• [TEXTO DE ORIGEM]:
######

O direito penal subterrâneo como mecanismo (i)legal de produção ou “fabricação” (?) de provas no combate à corrupção

09/10/2019

Muito se tem falado, recentemente, sobretudo após a deflagração da interminável e imbatível “Operação Lavajato”, em “combate à corrupção”. Por meio dessa bandeira, prometeu-se passar o Brasil a limpo, de modo a extirpar da política e da “res” “publica” aqueles agentes públicos que não observavam as leis.

Ocorre, no entanto, que o referido “combate à corrupção” se deu de forma seletiva, atordoada e, pior, desastrosa. A atitude inefável da prisão preventiva para delatar[1], hoje já tida como “normal” por parte da sociedade e de alguns operadores do direito, era apenas um mau presságio de que tempos piores viriam.

Infelizmente, a razão estava, de fato, com o Ministro Marco Aurélio, do Supremo Tribunal Federal, quando, espantado, externou sua perplexidade com os “tempos estranhos”[2] pelos quais passava – e está a passar – o Brasil, notadamente o direito penal e processual penal.

Como se tem notado, aqueles que foram afastados da coisa pública, pelo fato de não observarem as leis em vigência, estão sendo punidos por agentes que, em nome do combate à corrupção, acabaram por – também – por não observar a lei. Vale dizer, buscou-se punir corruptos, a todo e qualquer custo, inclusive corrompendo as regras do jogo.

Nesse cenário, mostra-se pertinente a indagação acerca da legitimidade dos atos de quem, para castigar, violou a lei, corrompendo-a, em nítida implementação do intitulado “Direito Penal Subterrâneo”.

Presentemente, verificam-se conversas nas quais um então juiz federal, em tese imparcial, se revelou um verdadeiro coordenador daquela operação que entrou para a história do “combate à corrupção”. Até quando, todavia, será mantida a reputação dessa onda punitivista, travestida de evolução moral e cívica, cujos rastros de ilegalidade começam a surgir com forças e evidências indesmentíveis?

######

• [ENTRADAS LISTADAS]:
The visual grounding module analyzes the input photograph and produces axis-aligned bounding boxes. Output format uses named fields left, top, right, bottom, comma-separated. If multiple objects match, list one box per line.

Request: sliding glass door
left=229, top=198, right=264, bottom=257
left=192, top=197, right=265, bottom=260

######

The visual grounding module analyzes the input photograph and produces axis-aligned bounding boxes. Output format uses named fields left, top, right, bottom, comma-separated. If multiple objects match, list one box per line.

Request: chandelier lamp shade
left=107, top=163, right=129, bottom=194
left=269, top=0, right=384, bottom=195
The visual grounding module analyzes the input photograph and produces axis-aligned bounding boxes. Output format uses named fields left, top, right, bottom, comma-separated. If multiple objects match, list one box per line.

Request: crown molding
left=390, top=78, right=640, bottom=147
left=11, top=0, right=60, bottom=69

######

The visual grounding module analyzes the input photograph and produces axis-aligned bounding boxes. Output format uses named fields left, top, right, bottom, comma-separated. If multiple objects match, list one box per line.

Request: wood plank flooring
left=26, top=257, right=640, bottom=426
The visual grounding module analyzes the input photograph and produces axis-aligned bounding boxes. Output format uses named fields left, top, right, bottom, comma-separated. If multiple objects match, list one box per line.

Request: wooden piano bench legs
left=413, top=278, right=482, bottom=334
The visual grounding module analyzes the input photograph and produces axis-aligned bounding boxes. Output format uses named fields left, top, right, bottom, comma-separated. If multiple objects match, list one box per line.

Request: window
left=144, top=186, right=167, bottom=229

######

• [SEU OBJETIVO]:
De acordo com o texto sobre o direito penal subterrâneo, qual ministro do Supremo Tribunal Federal manifestou perplexidade com os “tempos estranhos”?

• [SOLUÇÃO DO EXERCÍCIO]:
Foi o Ministro Marco Aurélio.